[What the task asks]: Repeat the records below exactly, line for line.

*** Opening of Records shown ***

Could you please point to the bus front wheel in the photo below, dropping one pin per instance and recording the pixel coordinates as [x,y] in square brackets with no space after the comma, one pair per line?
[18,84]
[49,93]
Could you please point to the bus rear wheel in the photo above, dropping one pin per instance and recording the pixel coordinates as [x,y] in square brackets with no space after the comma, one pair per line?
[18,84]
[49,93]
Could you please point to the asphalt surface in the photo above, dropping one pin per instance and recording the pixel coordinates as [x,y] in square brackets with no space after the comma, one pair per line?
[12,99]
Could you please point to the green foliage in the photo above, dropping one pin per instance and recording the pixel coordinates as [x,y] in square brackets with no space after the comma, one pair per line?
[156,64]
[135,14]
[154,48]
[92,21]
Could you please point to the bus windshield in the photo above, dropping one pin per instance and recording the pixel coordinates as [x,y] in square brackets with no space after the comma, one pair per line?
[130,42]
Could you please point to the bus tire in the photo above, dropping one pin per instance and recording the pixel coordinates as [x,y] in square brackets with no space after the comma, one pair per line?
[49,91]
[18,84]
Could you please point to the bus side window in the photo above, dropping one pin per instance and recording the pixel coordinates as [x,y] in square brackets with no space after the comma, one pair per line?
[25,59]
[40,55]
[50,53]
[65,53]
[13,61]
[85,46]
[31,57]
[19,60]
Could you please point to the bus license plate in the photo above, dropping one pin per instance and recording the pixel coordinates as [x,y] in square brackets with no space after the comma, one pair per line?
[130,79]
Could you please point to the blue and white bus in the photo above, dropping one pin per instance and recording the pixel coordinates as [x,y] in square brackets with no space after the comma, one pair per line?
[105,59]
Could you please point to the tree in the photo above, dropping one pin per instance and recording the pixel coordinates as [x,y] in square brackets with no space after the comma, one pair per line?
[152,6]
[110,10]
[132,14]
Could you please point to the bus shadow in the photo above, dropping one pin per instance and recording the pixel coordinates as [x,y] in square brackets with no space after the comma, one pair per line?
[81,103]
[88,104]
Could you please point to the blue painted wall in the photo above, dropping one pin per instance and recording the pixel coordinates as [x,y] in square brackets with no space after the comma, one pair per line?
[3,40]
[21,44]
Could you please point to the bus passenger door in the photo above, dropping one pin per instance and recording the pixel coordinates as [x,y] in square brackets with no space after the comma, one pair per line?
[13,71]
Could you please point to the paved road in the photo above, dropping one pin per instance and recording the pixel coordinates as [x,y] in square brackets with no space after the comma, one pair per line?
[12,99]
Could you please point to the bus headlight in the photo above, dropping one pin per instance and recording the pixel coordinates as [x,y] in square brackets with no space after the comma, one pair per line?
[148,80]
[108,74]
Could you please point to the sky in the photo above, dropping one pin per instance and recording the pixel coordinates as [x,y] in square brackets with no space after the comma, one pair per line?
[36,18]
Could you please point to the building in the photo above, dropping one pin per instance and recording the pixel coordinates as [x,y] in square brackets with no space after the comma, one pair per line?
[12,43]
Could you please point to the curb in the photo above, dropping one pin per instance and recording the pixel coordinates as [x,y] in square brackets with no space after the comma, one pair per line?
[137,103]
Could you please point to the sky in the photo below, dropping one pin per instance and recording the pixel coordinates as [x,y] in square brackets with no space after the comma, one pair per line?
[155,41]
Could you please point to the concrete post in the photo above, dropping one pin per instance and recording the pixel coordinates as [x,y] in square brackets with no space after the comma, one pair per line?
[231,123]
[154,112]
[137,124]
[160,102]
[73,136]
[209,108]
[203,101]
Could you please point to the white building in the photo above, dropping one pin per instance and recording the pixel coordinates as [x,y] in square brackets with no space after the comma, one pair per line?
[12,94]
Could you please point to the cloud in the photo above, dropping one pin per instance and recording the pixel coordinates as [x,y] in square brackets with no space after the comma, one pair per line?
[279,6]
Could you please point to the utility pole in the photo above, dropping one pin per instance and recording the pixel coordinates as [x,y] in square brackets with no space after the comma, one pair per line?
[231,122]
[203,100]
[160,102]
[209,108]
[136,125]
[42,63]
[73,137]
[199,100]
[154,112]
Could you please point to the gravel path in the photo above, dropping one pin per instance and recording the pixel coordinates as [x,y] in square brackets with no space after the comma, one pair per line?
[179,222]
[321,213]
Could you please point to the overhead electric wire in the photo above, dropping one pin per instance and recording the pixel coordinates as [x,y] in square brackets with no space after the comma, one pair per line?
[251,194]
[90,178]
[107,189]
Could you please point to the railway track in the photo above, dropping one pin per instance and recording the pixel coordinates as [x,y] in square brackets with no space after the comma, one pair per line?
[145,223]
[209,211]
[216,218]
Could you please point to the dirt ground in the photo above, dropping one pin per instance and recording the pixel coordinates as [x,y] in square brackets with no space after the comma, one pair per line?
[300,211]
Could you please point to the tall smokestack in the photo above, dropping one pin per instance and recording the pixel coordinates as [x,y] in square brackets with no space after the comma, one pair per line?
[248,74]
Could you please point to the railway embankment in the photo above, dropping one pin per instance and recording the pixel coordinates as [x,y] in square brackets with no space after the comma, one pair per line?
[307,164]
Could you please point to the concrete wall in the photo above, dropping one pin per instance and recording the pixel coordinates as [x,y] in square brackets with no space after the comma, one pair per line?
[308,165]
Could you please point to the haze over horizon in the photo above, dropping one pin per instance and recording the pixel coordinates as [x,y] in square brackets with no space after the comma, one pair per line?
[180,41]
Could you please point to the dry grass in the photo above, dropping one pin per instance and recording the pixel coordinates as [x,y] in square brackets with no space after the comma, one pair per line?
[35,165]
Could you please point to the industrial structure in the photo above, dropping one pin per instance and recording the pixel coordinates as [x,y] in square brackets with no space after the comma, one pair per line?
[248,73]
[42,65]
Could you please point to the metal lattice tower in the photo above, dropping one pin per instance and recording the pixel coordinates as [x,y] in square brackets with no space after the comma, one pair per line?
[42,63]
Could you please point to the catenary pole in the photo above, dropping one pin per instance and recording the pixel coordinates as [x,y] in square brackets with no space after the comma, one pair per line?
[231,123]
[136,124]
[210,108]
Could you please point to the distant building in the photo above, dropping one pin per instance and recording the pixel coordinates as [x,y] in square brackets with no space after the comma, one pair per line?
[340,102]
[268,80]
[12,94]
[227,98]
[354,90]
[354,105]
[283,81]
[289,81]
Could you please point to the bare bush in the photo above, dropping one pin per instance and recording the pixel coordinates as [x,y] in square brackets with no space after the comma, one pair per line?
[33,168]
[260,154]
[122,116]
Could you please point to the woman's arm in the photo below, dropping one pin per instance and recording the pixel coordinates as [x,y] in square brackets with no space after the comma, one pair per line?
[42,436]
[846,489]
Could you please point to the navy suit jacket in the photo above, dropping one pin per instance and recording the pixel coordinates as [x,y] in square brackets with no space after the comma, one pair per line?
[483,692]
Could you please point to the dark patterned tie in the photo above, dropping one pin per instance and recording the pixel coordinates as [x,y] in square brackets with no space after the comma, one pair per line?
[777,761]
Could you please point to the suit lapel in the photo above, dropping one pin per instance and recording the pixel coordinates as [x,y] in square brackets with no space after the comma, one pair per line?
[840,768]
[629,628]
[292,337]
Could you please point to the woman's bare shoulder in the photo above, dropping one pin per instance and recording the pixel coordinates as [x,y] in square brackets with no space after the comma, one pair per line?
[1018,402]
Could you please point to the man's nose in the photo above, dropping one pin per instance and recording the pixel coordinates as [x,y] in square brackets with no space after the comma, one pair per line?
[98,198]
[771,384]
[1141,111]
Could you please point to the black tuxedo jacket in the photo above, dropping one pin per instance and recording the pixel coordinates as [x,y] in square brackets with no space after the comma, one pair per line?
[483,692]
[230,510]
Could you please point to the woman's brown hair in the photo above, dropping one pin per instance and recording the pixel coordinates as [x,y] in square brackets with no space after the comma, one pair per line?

*** Close of Records shown ***

[Reply]:
Could you please point to the bus front wheel in the photo below, dropping one pin per instance and recording the pixel coordinates as [x,y] in square brackets with no space after the comma, one pair per line?
[18,84]
[49,93]
Could you please point to the bus rear wheel in the photo above, dropping one pin per instance and recording the pixel coordinates as [x,y] in square brackets with no space after the comma, one pair per line?
[18,84]
[49,93]
Could you please point to the asphalt surface in the photo above, dropping one pin per instance and recording the pixel coordinates as [x,y] in square brackets with no space after the comma, one pair per line?
[12,99]
Could you please point to the green foliage in the photo above, dropping one pin per instance and recording the pixel coordinates as [x,y] in square brackets with no space after the comma, one pair per line?
[156,64]
[135,14]
[154,48]
[92,21]
Could you please point to the bus windshield in the photo above, dropping one pin per instance and recording the pixel coordinates as [x,y] in square brackets with no space after the comma, one pair per line?
[130,42]
Could you please point to the bus tire in the photo above, dropping one pin per instance and recording the pixel coordinates as [x,y] in square brackets with no space after the comma, one pair per line?
[49,91]
[18,84]
Could you please point to the bus side window in the photo above, dropping one pin per instance and recording the pixel coordinates as [x,y] in square brackets with no space after the comma, one pair per line?
[25,59]
[40,55]
[50,53]
[65,53]
[13,61]
[85,46]
[31,57]
[19,60]
Could you please point to the bus license plate in the photo above, dropping one pin per instance and recording the pixel coordinates as [x,y] in square brackets with no space after the comma, one pair per line?
[130,79]
Could you please point to the blue and white bus in the photo above, dropping one pin per instance and recording the pixel coordinates as [x,y] in square brackets with no space after the comma, one pair per line?
[105,59]
Could you please point to the tree in the photo above, dropping one pin per instance and recording the pixel coordinates as [x,y] in square brackets with no space after the comma, one pair per line?
[152,6]
[110,10]
[132,14]
Could you please point to the bus shadow in the photo above, dropping one pin per instance and recording the pixel coordinates as [x,y] in square brackets with no space after the comma, one pair per line?
[81,103]
[88,104]
Could you please point to the blue painted wall in the photo above, dropping one pin per instance and recording the pixel coordinates as [x,y] in square brackets with no space after the comma, one pair per line?
[3,40]
[21,44]
Could you please point to the bus passenger door in the photo above, dropping one pin per instance and recording the pixel coordinates as [x,y] in square brackets with no space after the comma, one pair per line?
[13,71]
Could you please point to the paved road in the photo above, dropping one pin per instance and recording the pixel coordinates as [x,y] in square brackets with no space after the comma, one pair per line?
[12,99]
Could you please point to the bus headlight in the photo above, dropping one pin per instance and recording the pixel coordinates as [x,y] in square brackets with no space after the comma, one pair per line?
[148,80]
[108,74]
Could you please point to the sky in the photo above, dropping one pin per instance and recording the pixel coordinates as [x,y] in square brackets with no space after the comma, one pair per line?
[36,18]
Could you please point to the building in the photo above, dropping one pin per instance and recording the pixel coordinates as [x,y] in square brackets with no space after the comma, one pair per line?
[12,43]
Could you please point to the curb in the photo above, dropping one pin per instance and recording the pixel coordinates as [x,y] in square brackets with no space after the comma, one pair per line?
[137,103]
Could you please point to the sky in the photo below, dropping one pin per instance and recording the pixel coordinates as [x,y] in square brackets with no space after the comma, one pair per line?
[155,41]
Could you please point to the concrete post in the photo above, dropping one pin per instance and recording the pixel coordinates as [x,y] in square brackets with no space after the comma, one pair per line?
[231,123]
[154,112]
[137,124]
[160,102]
[73,136]
[209,108]
[203,101]
Could you please point to the white building in the photo above, dropping one pin per instance and recording the pixel coordinates as [x,y] in square brackets with no space after the comma, one pair per line?
[12,94]
Could you please point to the cloud in the photo above, dropping one pin per instance and recording the pixel coordinates as [x,y] in square brackets with no space after the comma, one pair per line?
[279,6]
Could you please point to the utility pole in the photo above, dropping one pin per instance and recording the pixel coordinates as [x,y] in square brackets with no space after the comma, one pair per line?
[231,122]
[203,100]
[160,102]
[209,108]
[136,125]
[42,63]
[73,137]
[199,100]
[154,112]
Could you please point to the gravel path in the photo above, dropping one pin per instance and recording the pixel coordinates as [x,y] in square brackets with no space after the comma, one pair per line?
[179,222]
[321,213]
Could you please point to the overhead electric wire in the photo above, dropping one pin per instance and recording the pixel coordinates as [x,y] in square brackets with no space after the comma, one pair per line?
[251,194]
[90,178]
[107,189]
Could you please point to the railway track in the photo above, dropping one pin per instance and recording the pixel coordinates as [x,y] in square brackets with no space after the comma, one pair per line?
[145,223]
[209,211]
[216,218]
Could you please point to the dirt ground in the photo above, dropping one pin per instance and recording the pixel coordinates as [x,y] in square brackets with no space after the comma, one pair per line?
[300,211]
Could you please point to the tall smokestack in the photo above, dropping one pin per instance and recording the pixel coordinates as [x,y] in square brackets with no space after the comma, one pair per line?
[248,74]
Could you please point to the railway embankment in the photo above, dropping one pin per instance and recording the pixel coordinates as [x,y] in square brackets with no space after the comma, one pair per line?
[307,164]
Could you please point to the concrete wall in the photo above, dropping one pin per instance and recording the pixel coordinates as [x,y] in square brackets with no space after the comma, one pair per line?
[308,165]
Could you please point to the haze over horizon in the photo above, dropping one pin per instance and recording the pixel coordinates as [x,y] in square brackets with no space after the comma, one pair per line?
[180,41]
Could you please point to the dry grass in the photo above, dropping one pin per instance and recording the pixel coordinates as [x,y] in square brackets with no space after the comma, one pair per line?
[35,165]
Could you please point to the industrial structure in the photo above, dropping one pin per instance and recording the pixel coordinates as [x,y] in square brackets with no space after the comma, one pair per line?
[248,73]
[42,65]
Could you please point to the metal lattice tower in the photo above, dropping one pin per instance and recording the pixel coordinates as [x,y] in square brackets with no space after the comma, one pair per line?
[42,63]
Could you please point to the catenary pole in the photo above, dropping one pin per instance and recording the pixel coordinates as [x,y] in square brackets with no space after the comma, one pair per line?
[231,123]
[136,124]
[210,108]
Could you please point to the distant building in the photo above, dropping one pin per instance and recording the pixel coordinates as [x,y] in square brackets with no space after the comma, one pair per line?
[340,102]
[268,80]
[12,94]
[227,98]
[354,90]
[354,105]
[283,81]
[289,81]
Could you please point to the bare bush in the photo above, dropping one pin per instance and recording the pixel coordinates as [x,y] in square brackets with no space after the comma, one pair per line?
[33,168]
[260,154]
[122,116]
Could you please point to the woman's arm in the photo below, dropping one pin per instance and recording the pixel coordinates as [x,y] in square brackets with no space after the comma, one pair per line?
[42,436]
[846,489]
Could you please point to the navy suit jacket in the photo above, dropping one pin per instance and recording the pixel coordinates as [x,y] in square brackets with no space after the comma, one pair per line?
[483,692]
Could you please point to the dark patterned tie in the photo above, dropping one pin per instance and recording the pixel coordinates as [x,y] in square brackets with no space after the comma, one pair per line?
[777,761]
Could you please point to the suit lapel in the photo above, dropping one pin per instance and recording the pixel coordinates as [x,y] in square brackets with no space after the comma, one pair per line?
[840,768]
[629,628]
[292,337]
Could you please point to the woman's bare shoulder in the photo above, dropping one pin per instance and recording the pixel coordinates as [x,y] in square brackets with no space after the comma, one pair per line?
[1018,402]
Could you please point to the man's nose in the photo above, dropping one pin per instance and recording the pixel coordinates as [x,y] in square brackets with no space after the comma, one pair per line?
[98,198]
[771,384]
[1141,111]
Could you please point to the black tuxedo jacket in the photo above, dropping one pin per instance and recording the pixel coordinates as [x,y] in square brackets with no space after the comma, one pair per line?
[483,692]
[230,510]
Could you please point to the woman's brown hair in the photo above, dropping one pin per instance and recording the pixel coordinates as [x,y] in square brackets with no space after the comma, one pair per line?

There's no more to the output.